* [TREŚĆ POLECENIA]: Ułóż wiersze poniższego listingu w tabelę Markdown z kolumnami „Nr” i „Treść”, gdzie pierwsza zawiera numer wiersza, a druga sam wiersz, z pominięciem pustych wierszy. Obrazów nie umieszczaj w odpowiedzi.

* [DOSTARCZONE DANE]:
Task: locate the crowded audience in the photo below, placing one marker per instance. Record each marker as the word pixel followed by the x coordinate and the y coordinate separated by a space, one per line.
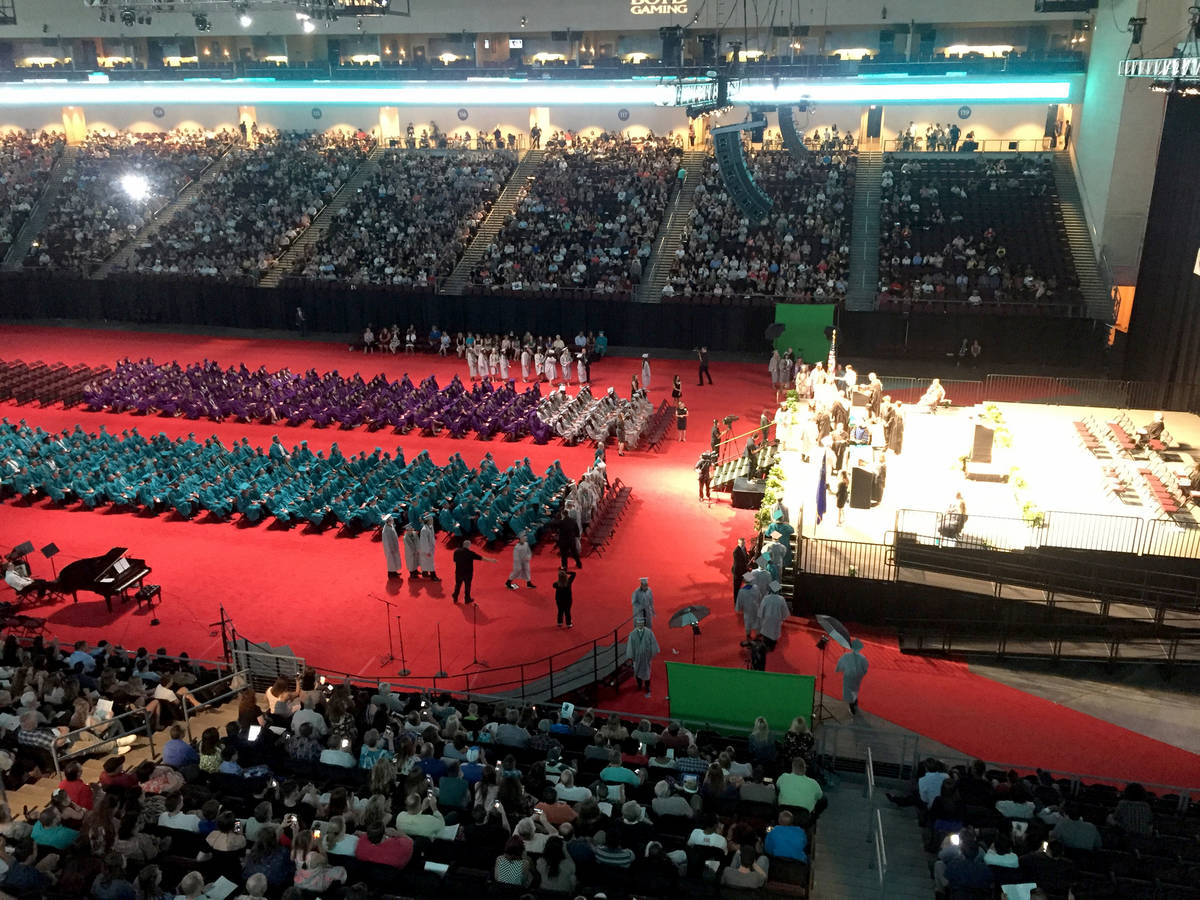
pixel 798 253
pixel 979 232
pixel 25 163
pixel 247 215
pixel 587 221
pixel 409 223
pixel 115 185
pixel 345 791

* [WYNIK ZADANIA]:
| Nr | Treść |
|---|---|
| 1 | Task: locate the crowded audience in the photo below, placing one marker per instance. Record each marker as the word pixel followed by the x coordinate and the y coordinate separated by a space, one per line. |
| 2 | pixel 798 253 |
| 3 | pixel 979 232 |
| 4 | pixel 25 163 |
| 5 | pixel 247 215 |
| 6 | pixel 587 221 |
| 7 | pixel 409 223 |
| 8 | pixel 115 185 |
| 9 | pixel 345 791 |